Sie werden günstiger, brauchen keine Genehmigung des Netzbetreibers und sind schnell installiert: Die Zahl der Balkonkraftwerke steigt stark. Experten kritisieren rechtliche Grauzonen - und sprechen von Spießrutenläufen von Mietern und Wohnungseigentümern.

Wolfgang Kemetinger – im Bild mit Tochter Jana – produziert seit zwei Jahren Strom am Balkon in Anthering.
Wolfgang Kemetinger – im Bild mit Tochter Jana – produziert seit zwei Jahren Strom am Balkon in Anthering.

Wolfgang Kemetinger aus Anthering ist Wiederholungstäter: Vor zwei Jahren hat er sein erstes Balkonkraftwerk gekauft. "Man braucht für die Installation nicht viel Geschick. Der Energieertrag gerade im Sommer ist beachtlich", sagt der 34-Jährige. Per App hat er genau im Blick, wie viel Sonnenstrom die Mini-PV-Anlage produziert. Zwei Monate später hat er für das Mehrfamilienhaus bereits ein zweites Balkonkraftwerk gekauft.

_Rohdaten_
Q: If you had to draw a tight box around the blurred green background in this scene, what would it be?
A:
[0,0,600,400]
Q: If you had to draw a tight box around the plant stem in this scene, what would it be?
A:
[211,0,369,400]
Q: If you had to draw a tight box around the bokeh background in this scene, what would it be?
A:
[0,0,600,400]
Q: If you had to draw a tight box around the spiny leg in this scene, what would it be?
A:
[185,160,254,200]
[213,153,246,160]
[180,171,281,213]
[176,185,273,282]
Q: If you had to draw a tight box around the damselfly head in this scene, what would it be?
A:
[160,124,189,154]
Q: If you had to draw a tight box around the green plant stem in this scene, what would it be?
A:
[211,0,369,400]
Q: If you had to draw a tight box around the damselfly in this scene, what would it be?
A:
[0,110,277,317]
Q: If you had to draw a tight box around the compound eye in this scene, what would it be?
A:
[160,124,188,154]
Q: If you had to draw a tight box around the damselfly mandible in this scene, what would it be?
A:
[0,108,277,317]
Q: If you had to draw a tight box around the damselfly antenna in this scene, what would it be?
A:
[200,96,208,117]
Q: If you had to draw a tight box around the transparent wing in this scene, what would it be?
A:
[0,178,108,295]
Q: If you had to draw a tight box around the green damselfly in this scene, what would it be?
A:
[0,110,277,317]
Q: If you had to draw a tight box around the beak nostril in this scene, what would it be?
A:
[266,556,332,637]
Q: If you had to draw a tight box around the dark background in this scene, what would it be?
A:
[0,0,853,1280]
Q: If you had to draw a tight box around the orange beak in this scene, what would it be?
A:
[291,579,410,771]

_Übungsaufgaben_
a - Gib für jede der folgenden Aussagen an, ob sie mit dem Lesetext über Balkonkraftwerke übereinstimmt, und belege jede Antwort mit ja oder nein und den entscheidenden Worten des Lesetexts als wörtliches Zitat: (i) Wolfgang Kemetinger hat sein erstes Balkonkraftwerk vor zwei Jahren gekauft. (ii) Für ein Balkonkraftwerk ist eine Genehmigung des Netzbetreibers nötig. (iii) Kemetinger verfolgt per App, wie viel Strom seine Anlage erzeugt.
b - Ordne die Zeilen der Rohdaten von der Zeile mit „antenna in this scene, what would it be?" bis zum Ende der Rohdaten als nummerierte Liste an und lass dabei Leerzeilen weg.

_Lösungen_
a -
(i) Ja – „Vor zwei Jahren hat er sein erstes Balkonkraftwerk gekauft."
(ii) Nein – „brauchen keine Genehmigung des Netzbetreibers"
(iii) Ja – „Per App hat er genau im Blick, wie viel Sonnenstrom die Mini-PV-Anlage produziert."

b -
1. Q: If you had to draw a tight box around the damselfly antenna in this scene, what would it be?
2. A:
3. [200,96,208,117]
4. Q: If you had to draw a tight box around the transparent wing in this scene, what would it be?
5. A:
6. [0,178,108,295]
7. Q: If you had to draw a tight box around the green damselfly in this scene, what would it be?
8. A:
9. [0,110,277,317]
10. Q: If you had to draw a tight box around the beak nostril in this scene, what would it be?
11. A:
12. [266,556,332,637]
13. Q: If you had to draw a tight box around the dark background in this scene, what would it be?
14. A:
15. [0,0,853,1280]
16. Q: If you had to draw a tight box around the orange beak in this scene, what would it be?
17. A:
18. [291,579,410,771]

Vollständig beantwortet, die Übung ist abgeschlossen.